▶ [PROBLEM DETAILS] As soon as the line containing "box: [167, 536, 221, 573]" appears in the material below, start returning lines exactly, and end with the line containing "positive clicks: (519, 574)".

MATERIAL TO PROCESS Start Marker

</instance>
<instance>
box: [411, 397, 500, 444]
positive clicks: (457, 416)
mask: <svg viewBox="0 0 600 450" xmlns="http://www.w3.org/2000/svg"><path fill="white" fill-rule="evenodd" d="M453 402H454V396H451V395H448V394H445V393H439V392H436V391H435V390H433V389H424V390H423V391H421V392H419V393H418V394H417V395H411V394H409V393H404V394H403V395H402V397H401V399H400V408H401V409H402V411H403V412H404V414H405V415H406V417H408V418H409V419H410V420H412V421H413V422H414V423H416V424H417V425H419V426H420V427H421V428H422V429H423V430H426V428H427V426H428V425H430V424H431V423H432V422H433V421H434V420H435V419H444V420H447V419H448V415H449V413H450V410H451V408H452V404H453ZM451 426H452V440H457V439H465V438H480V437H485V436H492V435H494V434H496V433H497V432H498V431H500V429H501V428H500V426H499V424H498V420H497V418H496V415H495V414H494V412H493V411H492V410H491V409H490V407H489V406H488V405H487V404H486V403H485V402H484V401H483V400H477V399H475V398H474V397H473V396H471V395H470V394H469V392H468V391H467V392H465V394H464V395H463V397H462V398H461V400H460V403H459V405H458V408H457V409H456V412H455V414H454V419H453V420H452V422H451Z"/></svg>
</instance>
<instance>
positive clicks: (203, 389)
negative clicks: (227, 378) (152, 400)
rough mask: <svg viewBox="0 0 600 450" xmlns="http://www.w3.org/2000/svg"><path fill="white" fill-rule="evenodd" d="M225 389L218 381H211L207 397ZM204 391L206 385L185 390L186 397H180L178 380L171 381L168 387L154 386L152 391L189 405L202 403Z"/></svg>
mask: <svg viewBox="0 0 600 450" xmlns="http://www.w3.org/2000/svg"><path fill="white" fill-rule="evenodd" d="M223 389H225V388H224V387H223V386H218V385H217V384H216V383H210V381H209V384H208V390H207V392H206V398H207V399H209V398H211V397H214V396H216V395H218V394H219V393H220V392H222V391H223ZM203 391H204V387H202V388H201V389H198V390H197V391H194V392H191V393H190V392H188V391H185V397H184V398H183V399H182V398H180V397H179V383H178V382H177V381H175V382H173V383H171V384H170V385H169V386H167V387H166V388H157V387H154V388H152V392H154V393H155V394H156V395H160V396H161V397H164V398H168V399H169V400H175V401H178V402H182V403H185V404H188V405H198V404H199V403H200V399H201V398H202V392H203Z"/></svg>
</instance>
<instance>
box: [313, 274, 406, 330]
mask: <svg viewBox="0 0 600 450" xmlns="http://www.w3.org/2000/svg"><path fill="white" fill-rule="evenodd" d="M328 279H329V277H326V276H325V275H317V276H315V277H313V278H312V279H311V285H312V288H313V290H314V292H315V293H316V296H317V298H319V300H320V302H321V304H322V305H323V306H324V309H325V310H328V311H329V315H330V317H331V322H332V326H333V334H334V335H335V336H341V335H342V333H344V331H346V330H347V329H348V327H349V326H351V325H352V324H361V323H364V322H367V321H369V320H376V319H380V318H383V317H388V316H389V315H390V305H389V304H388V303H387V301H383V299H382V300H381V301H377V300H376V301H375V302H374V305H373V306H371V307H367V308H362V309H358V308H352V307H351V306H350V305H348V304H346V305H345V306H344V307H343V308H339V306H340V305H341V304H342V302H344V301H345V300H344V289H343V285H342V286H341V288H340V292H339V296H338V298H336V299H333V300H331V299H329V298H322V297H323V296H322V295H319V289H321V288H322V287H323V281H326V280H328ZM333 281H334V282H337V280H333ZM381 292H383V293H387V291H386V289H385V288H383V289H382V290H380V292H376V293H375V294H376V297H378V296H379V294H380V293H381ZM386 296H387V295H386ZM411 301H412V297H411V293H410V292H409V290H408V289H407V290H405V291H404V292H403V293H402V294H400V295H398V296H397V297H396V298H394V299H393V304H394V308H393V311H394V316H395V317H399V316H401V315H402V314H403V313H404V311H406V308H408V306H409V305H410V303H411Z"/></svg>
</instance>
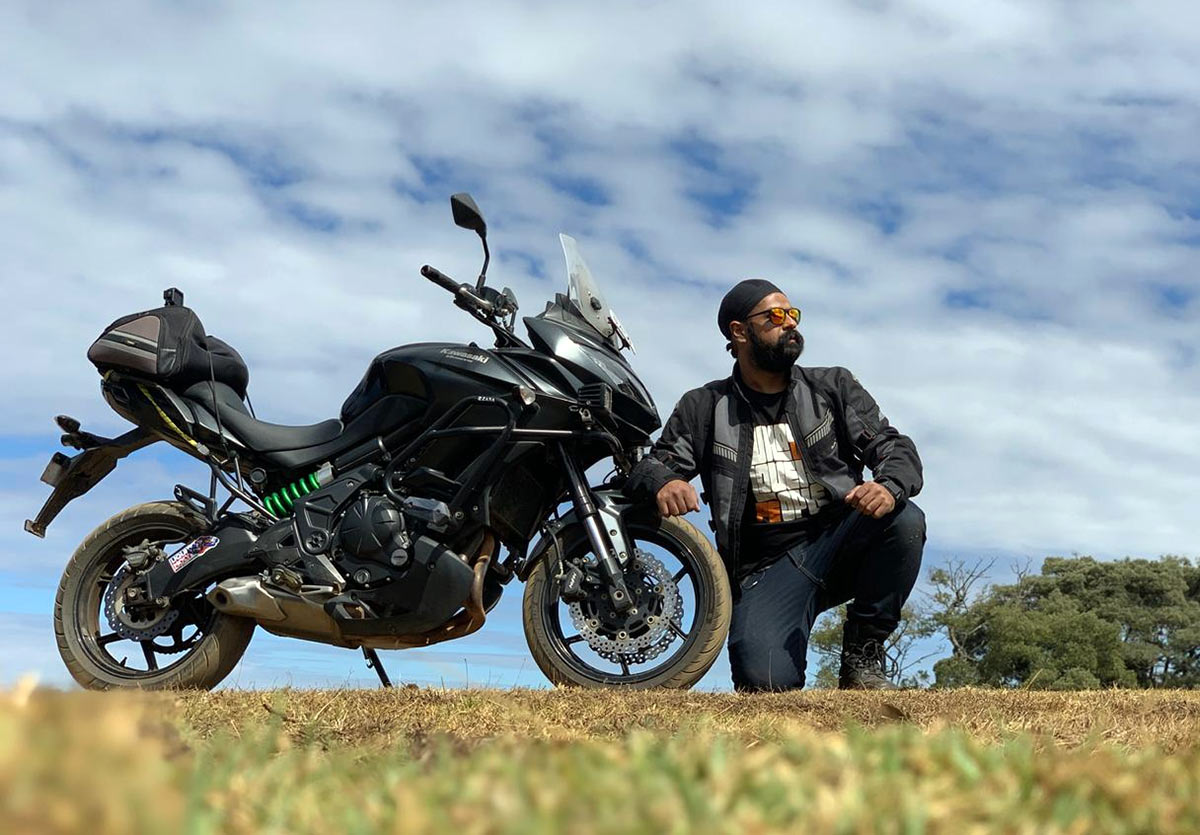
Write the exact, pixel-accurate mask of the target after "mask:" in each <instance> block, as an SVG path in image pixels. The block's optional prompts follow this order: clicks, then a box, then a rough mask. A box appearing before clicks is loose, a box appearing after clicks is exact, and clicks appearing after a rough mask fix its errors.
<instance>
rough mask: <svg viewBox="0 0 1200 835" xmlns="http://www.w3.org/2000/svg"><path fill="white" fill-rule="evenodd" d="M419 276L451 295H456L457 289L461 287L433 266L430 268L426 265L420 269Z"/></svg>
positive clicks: (429, 266) (430, 267) (452, 278)
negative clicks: (449, 290) (450, 294)
mask: <svg viewBox="0 0 1200 835" xmlns="http://www.w3.org/2000/svg"><path fill="white" fill-rule="evenodd" d="M421 275H422V276H425V277H426V278H428V280H430V281H432V282H433V283H434V284H438V286H440V287H444V288H445V289H448V290H450V292H451V293H457V292H458V288H460V287H461V284H458V282H456V281H455V280H454V278H451V277H450V276H448V275H446V274H445V272H443V271H442V270H439V269H437V268H434V266H430V265H428V264H426V265H425V266H422V268H421Z"/></svg>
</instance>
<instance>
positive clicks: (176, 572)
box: [167, 536, 221, 573]
mask: <svg viewBox="0 0 1200 835" xmlns="http://www.w3.org/2000/svg"><path fill="white" fill-rule="evenodd" d="M220 541H221V540H218V539H217V537H216V536H200V537H199V539H194V540H192V541H191V542H188V543H187V545H185V546H184V547H182V548H180V549H179V551H176V552H175V553H173V554H172V555H170V557H168V558H167V564H168V565H170V570H172V571H173V572H174V573H179V570H180V569H182V567H184V566H185V565H187V564H188V563H191V561H192V560H193V559H196V558H197V557H200V555H202V554H204V553H205V552H208V551H211V549H212V548H215V547H216V546H217V543H218V542H220Z"/></svg>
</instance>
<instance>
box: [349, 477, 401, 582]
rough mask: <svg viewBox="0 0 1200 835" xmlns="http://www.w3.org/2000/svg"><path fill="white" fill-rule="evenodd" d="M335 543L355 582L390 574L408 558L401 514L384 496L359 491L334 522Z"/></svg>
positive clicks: (390, 501)
mask: <svg viewBox="0 0 1200 835" xmlns="http://www.w3.org/2000/svg"><path fill="white" fill-rule="evenodd" d="M337 543H338V545H340V546H341V549H342V553H343V554H344V561H346V563H347V569H348V570H349V573H350V577H352V579H353V581H354V582H355V583H356V584H359V585H368V584H370V583H371V582H372V581H373V579H377V578H382V577H384V576H390V575H392V573H395V570H396V569H403V567H406V566H407V565H408V563H409V561H410V559H412V554H410V553H409V549H410V548H412V546H413V542H412V540H410V539H409V535H408V531H407V530H406V524H404V516H403V513H401V511H400V509H398V507H397V506H396V505H395V504H392V501H391V499H389V498H388V497H385V495H374V494H371V493H366V492H364V493H360V494H359V495H358V498H356V499H355V500H354V501H353V503H352V504H350V506H349V507H348V509H347V510H346V515H344V516H343V517H342V521H341V524H338V528H337Z"/></svg>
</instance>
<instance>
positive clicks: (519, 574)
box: [517, 489, 644, 582]
mask: <svg viewBox="0 0 1200 835" xmlns="http://www.w3.org/2000/svg"><path fill="white" fill-rule="evenodd" d="M592 500H593V501H594V503H595V505H596V511H599V513H600V521H601V523H602V527H604V530H605V533H606V534H607V535H608V539H610V540H611V541H612V543H613V546H614V547H616V551H617V559H618V560H619V561H620V564H622V565H625V563H626V561H628V560H629V555H630V553H632V547H631V546H630V545H629V535H628V534H626V533H625V519H626V517H628V516H630V515H632V513H637V512H644V509H643V507H642V505H640V504H637V503H635V501H634V500H632V499H630V498H629V497H626V495H625V494H624V493H623V492H620V491H619V489H596V491H592ZM575 536H583V537H587V533H586V531H584V530H583V525H582V524H581V522H580V517H578V513H576V512H575V509H574V507H571V510H570V511H568V512H566V513H564V515H563V516H562V517H559V518H558V519H556V521H554V522H553V523H551V525H550V535H545V536H542V537H541V539H540V540H538V543H536V545H534V547H533V549H532V551H530V552H529V555H528V557H527V558H526V560H524V563H522V564H521V567H520V569H517V578H520V579H521V582H524V581H526V579H527V578H528V577H529V573H530V572H532V571H533V569H534V566H535V565H536V564H538V563H539V561H540V560H542V559H545V558H546V554H547V553H548V552H550V549H551V547H552V546H553V545H554V541H556V540H563V539H564V537H566V539H571V540H574V537H575Z"/></svg>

MATERIAL TO PROCESS End Marker

▶ [WRITTEN RESPONSE]
box: [167, 536, 221, 573]
mask: <svg viewBox="0 0 1200 835" xmlns="http://www.w3.org/2000/svg"><path fill="white" fill-rule="evenodd" d="M220 541H221V540H218V539H217V537H216V536H200V537H199V539H194V540H192V541H191V542H188V543H187V545H185V546H184V547H182V548H180V549H179V551H176V552H175V553H173V554H172V555H170V557H168V558H167V564H168V565H170V570H172V571H173V572H174V573H179V570H180V569H182V567H184V566H185V565H187V564H188V563H191V561H192V560H193V559H196V558H197V557H200V555H202V554H204V553H205V552H208V551H211V549H212V548H215V547H216V546H217V543H218V542H220Z"/></svg>
</instance>
<instance>
box: [349, 477, 401, 582]
rough mask: <svg viewBox="0 0 1200 835" xmlns="http://www.w3.org/2000/svg"><path fill="white" fill-rule="evenodd" d="M335 543L355 582L390 574L408 558L401 514L384 496L359 491L334 522Z"/></svg>
positive clicks: (390, 501)
mask: <svg viewBox="0 0 1200 835" xmlns="http://www.w3.org/2000/svg"><path fill="white" fill-rule="evenodd" d="M337 543H338V545H340V546H341V549H342V553H343V554H344V561H346V563H347V569H348V570H349V573H350V577H352V579H353V581H354V582H355V583H356V584H359V585H368V584H370V583H371V582H372V581H373V579H377V578H382V577H384V576H390V575H392V573H395V570H396V569H403V567H406V566H407V565H408V563H409V561H410V559H412V554H410V553H409V549H410V548H412V546H413V542H412V540H410V539H409V535H408V531H407V530H406V524H404V516H403V513H401V511H400V509H398V507H397V506H396V505H395V504H392V501H391V499H389V498H388V497H385V495H374V494H371V493H366V492H364V493H360V494H359V495H358V498H356V499H355V500H354V501H353V503H352V504H350V506H349V507H348V509H347V510H346V515H344V516H343V517H342V521H341V524H338V528H337Z"/></svg>
</instance>
<instance>
positive clicks: (519, 574)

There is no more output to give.